This due to check_ip_state() returning immediately if
nm_device_get_state (self) != NM_DEVICE_STATE_IP_CONFIG

So, to be clear, the state of the other address family is not taken into account at all. Behavior is determined only on the corresponding address family "may-fail" as described in point (2), comment 3

> 
> Assumption (2.b) is not correct and nm_device_ip_method_failed() may not
> fail the active connection entirely.

This is what happens currently: if may-fail is no and dhcp fails to renew the lease, the connection is terminated.

> 
> If DHCP is enabled, we must indefinitely retry, never stop until the
> connection deactivates. That is independent from ip4_state.

Well, don't know what would be better here. We loose the address in the case the lease cannot be renewed: could be useful to allow to fail the connection to allow autoconnection to jump in and activate a lower priority backup connection with a static ip. Or anyway, if there is only that dhcp connection and autoconnect has not been disabled, it would be retried forever.

But for sure, if we keep the connection up and we are not able to renew the lease, we should keep trying to renew it.

Current behavior is:
may-fail=yes --> keep connection up
may-fail=no --> fail the whole connection and allow autoconnect to jump in

The only thing that is clearly wrong is that if the connection is kept up, at some point there will be no more lease renewal attempt also if the connection has no ip configuration. The patch fixes just this.
Maybe we could rework a bit the functionality instead.

★ ★ ★ ★ ★ ★ ★

* Task list *
**1.** In the DHCP lease discussion, what is the current behavior when may-fail is set to no?
**2.** Repeat word for word the passage of the DHCP lease discussion starting at "Well, don't know" and ending at "be retried forever.".

* Records supplied *
★ ★ ★ ★ ★ ★ ★

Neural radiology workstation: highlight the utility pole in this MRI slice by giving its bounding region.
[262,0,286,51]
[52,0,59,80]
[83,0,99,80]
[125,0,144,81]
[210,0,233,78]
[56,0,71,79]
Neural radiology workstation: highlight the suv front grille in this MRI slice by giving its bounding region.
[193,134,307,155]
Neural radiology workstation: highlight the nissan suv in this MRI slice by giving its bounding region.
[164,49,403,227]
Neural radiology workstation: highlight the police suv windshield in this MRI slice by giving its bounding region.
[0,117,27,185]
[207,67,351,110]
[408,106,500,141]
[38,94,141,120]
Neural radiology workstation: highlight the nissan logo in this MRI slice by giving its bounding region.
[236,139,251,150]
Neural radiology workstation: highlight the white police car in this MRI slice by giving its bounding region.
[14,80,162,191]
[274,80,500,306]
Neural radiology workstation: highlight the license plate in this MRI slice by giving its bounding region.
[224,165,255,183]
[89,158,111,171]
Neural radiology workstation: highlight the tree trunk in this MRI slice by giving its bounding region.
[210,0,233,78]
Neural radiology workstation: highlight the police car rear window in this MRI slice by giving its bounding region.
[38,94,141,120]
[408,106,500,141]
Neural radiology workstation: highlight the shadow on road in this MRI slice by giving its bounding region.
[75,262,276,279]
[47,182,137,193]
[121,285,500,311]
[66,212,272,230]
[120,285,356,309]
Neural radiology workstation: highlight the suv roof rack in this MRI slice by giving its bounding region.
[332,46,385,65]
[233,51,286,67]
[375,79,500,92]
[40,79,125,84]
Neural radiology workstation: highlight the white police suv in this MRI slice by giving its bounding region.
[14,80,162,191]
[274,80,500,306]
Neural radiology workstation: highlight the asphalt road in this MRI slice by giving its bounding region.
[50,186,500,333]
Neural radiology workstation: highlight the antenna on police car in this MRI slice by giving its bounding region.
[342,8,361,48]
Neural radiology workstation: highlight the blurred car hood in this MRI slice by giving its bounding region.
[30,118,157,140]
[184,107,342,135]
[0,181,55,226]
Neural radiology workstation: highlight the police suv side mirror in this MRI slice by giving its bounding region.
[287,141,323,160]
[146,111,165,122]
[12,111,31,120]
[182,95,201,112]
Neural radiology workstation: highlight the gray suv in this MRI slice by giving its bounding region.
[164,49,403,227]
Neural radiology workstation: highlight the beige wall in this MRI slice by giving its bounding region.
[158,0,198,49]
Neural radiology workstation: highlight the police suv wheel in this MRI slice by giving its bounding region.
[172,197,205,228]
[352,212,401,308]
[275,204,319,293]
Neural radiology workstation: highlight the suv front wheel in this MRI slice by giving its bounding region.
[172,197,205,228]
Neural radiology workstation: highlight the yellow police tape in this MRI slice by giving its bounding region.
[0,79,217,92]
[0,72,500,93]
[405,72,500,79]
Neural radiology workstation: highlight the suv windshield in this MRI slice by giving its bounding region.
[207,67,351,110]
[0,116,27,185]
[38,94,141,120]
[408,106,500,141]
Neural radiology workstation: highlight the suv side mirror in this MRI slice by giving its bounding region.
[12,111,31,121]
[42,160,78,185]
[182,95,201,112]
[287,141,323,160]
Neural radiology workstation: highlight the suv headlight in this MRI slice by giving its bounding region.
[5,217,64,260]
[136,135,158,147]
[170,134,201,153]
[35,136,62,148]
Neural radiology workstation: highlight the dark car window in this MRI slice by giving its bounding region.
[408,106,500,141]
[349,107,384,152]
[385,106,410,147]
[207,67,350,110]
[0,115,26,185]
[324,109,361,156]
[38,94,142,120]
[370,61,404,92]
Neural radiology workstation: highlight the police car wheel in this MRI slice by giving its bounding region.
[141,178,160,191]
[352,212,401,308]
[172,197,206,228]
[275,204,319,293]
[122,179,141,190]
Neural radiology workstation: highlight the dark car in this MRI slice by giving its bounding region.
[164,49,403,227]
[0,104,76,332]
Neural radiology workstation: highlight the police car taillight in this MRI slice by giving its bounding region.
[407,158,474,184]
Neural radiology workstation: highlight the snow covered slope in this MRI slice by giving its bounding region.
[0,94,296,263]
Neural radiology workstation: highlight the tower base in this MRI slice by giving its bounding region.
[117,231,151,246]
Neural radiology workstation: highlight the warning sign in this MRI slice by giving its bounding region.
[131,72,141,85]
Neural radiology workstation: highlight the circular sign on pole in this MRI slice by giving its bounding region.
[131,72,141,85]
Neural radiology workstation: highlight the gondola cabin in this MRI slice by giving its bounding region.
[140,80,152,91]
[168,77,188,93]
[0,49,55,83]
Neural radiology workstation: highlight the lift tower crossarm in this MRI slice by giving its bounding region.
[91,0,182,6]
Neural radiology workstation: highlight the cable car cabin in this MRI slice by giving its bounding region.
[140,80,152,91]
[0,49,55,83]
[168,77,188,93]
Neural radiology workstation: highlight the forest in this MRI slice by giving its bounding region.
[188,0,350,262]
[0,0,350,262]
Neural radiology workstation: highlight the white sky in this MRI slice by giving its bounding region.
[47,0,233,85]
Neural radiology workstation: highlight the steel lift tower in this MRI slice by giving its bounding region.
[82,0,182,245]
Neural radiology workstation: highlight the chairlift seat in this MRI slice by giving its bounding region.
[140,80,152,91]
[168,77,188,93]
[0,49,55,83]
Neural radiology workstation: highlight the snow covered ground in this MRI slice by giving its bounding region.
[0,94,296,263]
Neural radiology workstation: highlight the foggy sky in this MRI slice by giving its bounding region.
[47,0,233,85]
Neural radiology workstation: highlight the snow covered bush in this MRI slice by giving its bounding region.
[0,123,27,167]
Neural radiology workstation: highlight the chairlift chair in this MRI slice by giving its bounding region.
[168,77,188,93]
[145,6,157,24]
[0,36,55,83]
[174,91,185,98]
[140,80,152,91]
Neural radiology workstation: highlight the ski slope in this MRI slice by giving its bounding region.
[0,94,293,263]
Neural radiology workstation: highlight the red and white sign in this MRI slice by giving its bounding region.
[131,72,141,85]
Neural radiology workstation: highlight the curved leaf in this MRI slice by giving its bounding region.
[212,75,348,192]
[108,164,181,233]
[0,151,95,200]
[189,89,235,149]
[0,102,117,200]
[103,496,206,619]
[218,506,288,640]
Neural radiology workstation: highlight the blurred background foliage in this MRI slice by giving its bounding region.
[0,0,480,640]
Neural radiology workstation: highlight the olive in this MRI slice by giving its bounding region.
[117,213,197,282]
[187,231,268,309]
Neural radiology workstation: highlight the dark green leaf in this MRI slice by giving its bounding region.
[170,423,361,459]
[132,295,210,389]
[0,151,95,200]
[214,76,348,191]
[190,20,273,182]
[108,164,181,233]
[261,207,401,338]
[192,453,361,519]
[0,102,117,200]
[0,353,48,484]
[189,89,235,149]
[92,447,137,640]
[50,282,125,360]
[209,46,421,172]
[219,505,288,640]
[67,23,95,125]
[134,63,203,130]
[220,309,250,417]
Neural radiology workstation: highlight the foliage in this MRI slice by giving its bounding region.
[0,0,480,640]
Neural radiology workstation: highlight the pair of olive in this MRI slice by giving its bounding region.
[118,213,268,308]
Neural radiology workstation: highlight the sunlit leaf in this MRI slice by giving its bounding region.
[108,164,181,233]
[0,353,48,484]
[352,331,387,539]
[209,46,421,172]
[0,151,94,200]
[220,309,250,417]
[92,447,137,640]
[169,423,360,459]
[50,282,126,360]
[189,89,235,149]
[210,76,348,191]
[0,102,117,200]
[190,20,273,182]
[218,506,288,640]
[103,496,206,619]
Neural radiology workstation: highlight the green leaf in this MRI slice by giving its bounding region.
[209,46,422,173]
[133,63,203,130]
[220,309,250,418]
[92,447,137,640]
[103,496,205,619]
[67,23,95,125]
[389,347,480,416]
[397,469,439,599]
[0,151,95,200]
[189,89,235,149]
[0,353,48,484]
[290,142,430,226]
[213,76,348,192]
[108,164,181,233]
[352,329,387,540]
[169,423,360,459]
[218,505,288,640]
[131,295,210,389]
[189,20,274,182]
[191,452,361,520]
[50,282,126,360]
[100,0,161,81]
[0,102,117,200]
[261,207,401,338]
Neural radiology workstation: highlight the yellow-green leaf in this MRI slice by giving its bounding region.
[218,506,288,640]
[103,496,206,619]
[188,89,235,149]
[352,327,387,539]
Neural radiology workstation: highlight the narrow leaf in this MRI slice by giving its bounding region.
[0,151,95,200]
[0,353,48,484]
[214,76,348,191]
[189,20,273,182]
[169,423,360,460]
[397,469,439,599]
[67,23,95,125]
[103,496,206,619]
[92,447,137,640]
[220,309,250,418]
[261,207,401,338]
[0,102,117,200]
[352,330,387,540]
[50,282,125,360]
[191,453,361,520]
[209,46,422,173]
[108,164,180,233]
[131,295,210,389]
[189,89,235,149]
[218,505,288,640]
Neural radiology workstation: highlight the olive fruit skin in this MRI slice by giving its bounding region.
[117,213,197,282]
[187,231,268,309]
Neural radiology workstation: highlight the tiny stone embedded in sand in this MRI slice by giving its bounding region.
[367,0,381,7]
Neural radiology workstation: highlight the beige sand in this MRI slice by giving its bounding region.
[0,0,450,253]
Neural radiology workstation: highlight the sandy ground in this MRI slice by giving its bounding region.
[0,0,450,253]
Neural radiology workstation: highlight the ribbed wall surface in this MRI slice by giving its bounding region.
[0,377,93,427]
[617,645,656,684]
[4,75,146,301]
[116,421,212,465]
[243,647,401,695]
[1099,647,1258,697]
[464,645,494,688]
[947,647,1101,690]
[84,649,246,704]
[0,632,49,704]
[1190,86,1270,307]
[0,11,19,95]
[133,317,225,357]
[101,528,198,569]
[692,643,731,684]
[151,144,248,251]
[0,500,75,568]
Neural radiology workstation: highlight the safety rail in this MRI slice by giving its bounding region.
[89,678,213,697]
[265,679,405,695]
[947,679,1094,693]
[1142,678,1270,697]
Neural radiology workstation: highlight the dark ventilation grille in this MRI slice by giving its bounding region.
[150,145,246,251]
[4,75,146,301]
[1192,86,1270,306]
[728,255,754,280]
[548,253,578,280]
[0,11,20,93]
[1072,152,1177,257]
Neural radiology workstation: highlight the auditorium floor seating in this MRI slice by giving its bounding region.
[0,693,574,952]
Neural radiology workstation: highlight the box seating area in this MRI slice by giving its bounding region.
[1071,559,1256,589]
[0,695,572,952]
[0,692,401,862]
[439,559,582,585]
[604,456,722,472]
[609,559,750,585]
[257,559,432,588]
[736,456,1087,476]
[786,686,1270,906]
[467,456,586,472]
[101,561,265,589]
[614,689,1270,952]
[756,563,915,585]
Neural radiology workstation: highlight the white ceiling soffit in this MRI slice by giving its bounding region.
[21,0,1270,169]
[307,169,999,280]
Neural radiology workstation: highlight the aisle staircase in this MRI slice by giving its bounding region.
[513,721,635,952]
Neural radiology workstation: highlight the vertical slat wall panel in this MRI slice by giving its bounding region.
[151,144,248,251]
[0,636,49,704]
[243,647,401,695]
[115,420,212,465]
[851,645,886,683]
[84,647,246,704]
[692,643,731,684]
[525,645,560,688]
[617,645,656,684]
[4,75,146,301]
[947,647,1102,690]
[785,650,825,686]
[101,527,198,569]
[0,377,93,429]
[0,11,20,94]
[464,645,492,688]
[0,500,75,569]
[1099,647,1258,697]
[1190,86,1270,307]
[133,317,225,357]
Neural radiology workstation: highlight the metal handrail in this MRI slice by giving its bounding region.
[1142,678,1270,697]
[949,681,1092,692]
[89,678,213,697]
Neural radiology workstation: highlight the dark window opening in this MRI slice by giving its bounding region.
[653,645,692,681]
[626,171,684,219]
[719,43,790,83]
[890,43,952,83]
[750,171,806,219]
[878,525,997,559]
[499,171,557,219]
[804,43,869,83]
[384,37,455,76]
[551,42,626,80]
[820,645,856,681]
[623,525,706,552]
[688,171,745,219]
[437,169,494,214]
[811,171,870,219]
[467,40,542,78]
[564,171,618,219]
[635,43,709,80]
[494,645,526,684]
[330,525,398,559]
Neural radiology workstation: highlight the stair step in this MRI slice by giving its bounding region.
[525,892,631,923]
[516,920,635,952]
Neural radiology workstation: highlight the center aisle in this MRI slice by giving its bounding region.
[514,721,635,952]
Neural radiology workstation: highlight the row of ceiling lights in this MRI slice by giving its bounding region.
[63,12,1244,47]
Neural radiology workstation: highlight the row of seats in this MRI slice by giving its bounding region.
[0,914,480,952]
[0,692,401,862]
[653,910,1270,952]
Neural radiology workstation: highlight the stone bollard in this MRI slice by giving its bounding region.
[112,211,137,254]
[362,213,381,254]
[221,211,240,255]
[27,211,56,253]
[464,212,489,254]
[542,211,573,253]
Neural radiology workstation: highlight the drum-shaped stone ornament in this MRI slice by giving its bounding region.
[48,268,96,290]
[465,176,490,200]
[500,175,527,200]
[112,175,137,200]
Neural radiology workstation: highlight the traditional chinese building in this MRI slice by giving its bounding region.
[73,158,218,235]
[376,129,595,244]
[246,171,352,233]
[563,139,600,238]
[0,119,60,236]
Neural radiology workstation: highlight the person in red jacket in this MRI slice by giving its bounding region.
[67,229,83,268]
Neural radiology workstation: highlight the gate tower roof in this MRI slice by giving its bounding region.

★ ★ ★ ★ ★ ★ ★

* Solution list *
**1.** The whole connection fails, and autoconnect is allowed to jump in.

**2.**
Well, don't know what would be better here. We loose the address in the case the lease cannot be renewed: could be useful to allow to fail the connection to allow autoconnection to jump in and activate a lower priority backup connection with a static ip. Or anyway, if there is only that dhcp connection and autoconnect has not been disabled, it would be retried forever.